GIVEN PASSAGE >>
____

Phenomenal Women Part 1
There is something incredible, remarkable, almost unbelievable that makes women extraordinary. From raising the slave masters children to running countries and Fortune 500 empires Black women have taken the intrinsic fiber of a woman and used it to mold themselves and their world into something exceptional. February is Black History Month. This February I am celebrating Black History Month by shining a light on a few of the amazing people who have contributed to the world we live in. Since everything starts with a woman these 7 Phenomenal Women are a good place to start.
Carter received a MacArthur "genius grant" for creating green-collar job training and placement in urban areas. She also had the vision to see the Bronx River, near her blighted Hunts Point neighborhood in New York City, as a resource to revitalize her community and create green jobs. Her work was instrumental in the opening of Hunts Point Riverside Park in 2007, the area's first waterfront park in 60 years. Today The Root 100 honoree heads an eponymous consulting firm focused on urban revitalization and green-collar jobs.
After two decades working on HIV/AIDS at the Centers for Disease Control and Prevention, Gayle used her knowledge to direct global health issues for the Bill & Melinda Gates Foundation. Today she chairs the Obama administration's Presidential Advisory Council on HIV/AIDS. Gayle, who is also the president and CEO of CARE USA, a humanitarian organization fighting poverty in more than 70 countries, ensures that women in the nation's poorest regions are provided with the resources needed to sustain their communities.

____

SUPPLIED MATERIAL >>
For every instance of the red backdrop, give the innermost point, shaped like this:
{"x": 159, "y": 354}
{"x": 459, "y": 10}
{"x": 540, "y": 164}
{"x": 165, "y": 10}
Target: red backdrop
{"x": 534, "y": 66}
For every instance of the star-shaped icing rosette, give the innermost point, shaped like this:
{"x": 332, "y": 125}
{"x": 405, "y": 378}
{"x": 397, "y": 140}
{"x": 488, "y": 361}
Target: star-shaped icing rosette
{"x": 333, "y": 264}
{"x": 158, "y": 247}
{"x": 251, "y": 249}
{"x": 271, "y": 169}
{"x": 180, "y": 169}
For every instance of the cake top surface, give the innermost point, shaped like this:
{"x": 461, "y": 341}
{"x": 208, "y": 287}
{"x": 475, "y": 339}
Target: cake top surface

____

REQUIRED TASKS >>
**1)** For each statement below, say yes or no on whether it agrees with the passage about phenomenal women, and quote the words from that passage that decide it.
(a) Hunts Point Riverside Park opened in 2007.
(b) Gayle spent one decade working on HIV/AIDS at the Centers for Disease Control and Prevention.
(c) CARE USA fights poverty in more than 70 countries.
**2)** According to the passage about phenomenal women, what does Gayle chair today?
**3)** Write the next part of the passage about phenomenal women, picking up after its last sentence.

ANSWERS BY ITEM NUMBER >>
**1)**
(a) Yes: "Her work was instrumental in the opening of Hunts Point Riverside Park in 2007"
(b) No: "After two decades working on HIV/AIDS at the Centers for Disease Control and Prevention"
(c) Yes: "a humanitarian organization fighting poverty in more than 70 countries"

**2)** The Obama administration's Presidential Advisory Council on HIV/AIDS.

**3)**
The tagline of the website McCauley founded -- What About Our Daughters -- says it all: "Unapologetic, Uncompromising, and Unbowed in Defense of Black Women and Girls." She began the blog in 2007 in response to Don Imus' infamous "nappy-headed hos" comment about a women's basketball team. The Root 100 honoree urges black women to stop supporting entities that portray them negatively. She is also the founder of Blogging While Brown, which is an annual gathering of black bloggers, and the Michelle Obama Watch blog.
MARIAN WRIGHT EDELMAN
The first black woman admitted to the Mississippi Bar in 1965, Edelman directed the NAACP Legal Defense and Educational Fund in that state's capital city. In 1973 she founded theChildren's Defense Fund, which has become the premier children's-advocacy organization. The CDF issues reports and promotes public policy to ensure the well-being of the nation's youths. As part of her work with the CDF, Edelman is currently working on the Cradle to Prison Pipeline campaign to develop programs that will help prevent youths from entering the juvenile-justice system.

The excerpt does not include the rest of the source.